— BEGIN —

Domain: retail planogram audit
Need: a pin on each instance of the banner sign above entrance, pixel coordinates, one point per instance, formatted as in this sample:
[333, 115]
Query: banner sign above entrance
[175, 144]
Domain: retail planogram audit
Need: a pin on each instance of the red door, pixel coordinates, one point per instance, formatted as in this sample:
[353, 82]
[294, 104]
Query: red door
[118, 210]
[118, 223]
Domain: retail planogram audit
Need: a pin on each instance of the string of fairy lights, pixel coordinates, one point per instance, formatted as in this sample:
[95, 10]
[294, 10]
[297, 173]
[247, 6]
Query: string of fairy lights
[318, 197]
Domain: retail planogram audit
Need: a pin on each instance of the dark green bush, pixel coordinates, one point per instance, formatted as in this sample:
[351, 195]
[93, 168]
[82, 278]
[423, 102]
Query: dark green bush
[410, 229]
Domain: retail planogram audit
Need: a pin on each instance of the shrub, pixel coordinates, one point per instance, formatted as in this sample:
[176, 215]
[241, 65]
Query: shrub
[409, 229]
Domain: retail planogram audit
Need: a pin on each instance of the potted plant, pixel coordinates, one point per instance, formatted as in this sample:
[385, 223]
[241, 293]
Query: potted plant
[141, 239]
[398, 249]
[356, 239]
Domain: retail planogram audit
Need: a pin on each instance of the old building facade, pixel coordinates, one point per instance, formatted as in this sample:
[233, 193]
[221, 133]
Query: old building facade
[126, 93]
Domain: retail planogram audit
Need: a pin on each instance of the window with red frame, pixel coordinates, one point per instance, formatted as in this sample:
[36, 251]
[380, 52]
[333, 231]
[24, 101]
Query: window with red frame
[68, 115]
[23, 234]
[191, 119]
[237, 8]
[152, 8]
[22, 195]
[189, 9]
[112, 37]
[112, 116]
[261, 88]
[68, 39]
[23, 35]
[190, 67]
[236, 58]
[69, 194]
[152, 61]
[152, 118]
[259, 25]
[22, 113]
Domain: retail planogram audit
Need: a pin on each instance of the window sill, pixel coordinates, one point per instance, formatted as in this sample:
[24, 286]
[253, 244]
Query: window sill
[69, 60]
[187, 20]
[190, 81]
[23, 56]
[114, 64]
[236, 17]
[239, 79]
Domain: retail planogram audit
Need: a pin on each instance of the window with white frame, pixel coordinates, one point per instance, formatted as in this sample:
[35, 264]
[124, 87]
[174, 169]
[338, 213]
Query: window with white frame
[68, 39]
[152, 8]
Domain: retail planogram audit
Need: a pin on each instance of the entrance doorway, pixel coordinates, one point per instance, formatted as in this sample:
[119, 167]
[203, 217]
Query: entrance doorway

— END —

Task requirements: Recopy the entries above exactly, with every line included.

The answer:
Domain: retail planogram audit
Need: a pin on each instance of the banner sign above entrance, pixel coordinates, one point per instance, formatted as in this sample:
[333, 115]
Query: banner sign above entrance
[175, 144]
Domain: retail planogram audit
Need: a pin on each instance of the red door, pixel coordinates, one point per instance, formatted as in this sample:
[353, 82]
[294, 104]
Query: red door
[118, 210]
[118, 223]
Domain: retail planogram audit
Need: a pin on each instance of the string of fairy lights, pixel coordinates, one point per instance, formatted as in this sample:
[95, 10]
[294, 10]
[297, 173]
[247, 6]
Query: string of fairy lights
[318, 197]
Domain: retail planogram audit
Need: a pin on each instance of the dark green bush, pixel coordinates, one point per instance, formatted as in this sample:
[351, 195]
[93, 168]
[82, 278]
[423, 102]
Query: dark green bush
[410, 229]
Domain: retail planogram audit
Need: a pin on each instance of the shrub, pixel coordinates, one point per instance, formatted as in this sample:
[176, 215]
[241, 65]
Query: shrub
[409, 229]
Domain: retail planogram audit
Need: a pin on each instance of the potted plant, pixel coordinates, one point per instance, formatted as in this sample:
[385, 223]
[241, 293]
Query: potted plant
[141, 239]
[398, 249]
[356, 239]
Domain: retail planogram audit
Need: a pin on each instance of the old building facade, pixel coordinates, one point per instance, formatted as in this sample:
[233, 193]
[221, 133]
Query: old building facade
[126, 93]
Domain: retail planogram audit
Need: a pin on each instance of the window with red frame, pixel coordinates, one point per instance, formatted as in this sample:
[36, 251]
[380, 52]
[333, 231]
[24, 101]
Query: window with red frame
[68, 115]
[23, 234]
[191, 119]
[237, 8]
[152, 8]
[22, 195]
[189, 9]
[112, 37]
[112, 116]
[261, 88]
[68, 39]
[23, 35]
[190, 67]
[236, 58]
[69, 194]
[152, 61]
[152, 118]
[259, 25]
[22, 113]
Domain: retail planogram audit
Need: a pin on each instance of the window sill, pixel coordinates, one point per instance, formatted as in this sample:
[24, 286]
[253, 244]
Query: window sill
[69, 60]
[187, 20]
[190, 81]
[23, 56]
[114, 64]
[236, 17]
[239, 79]
Domain: retail planogram audit
Need: a pin on each instance of the window with white frame, pixel coordinates, one point per instance, formatted as in this sample:
[35, 264]
[124, 87]
[174, 169]
[338, 213]
Query: window with white frame
[68, 39]
[152, 8]
Domain: retail planogram audit
Need: a pin on each instance of the entrance doorway, pixel coordinates, one point per instance, formatted as in this sample:
[119, 167]
[203, 217]
Query: entrance doorway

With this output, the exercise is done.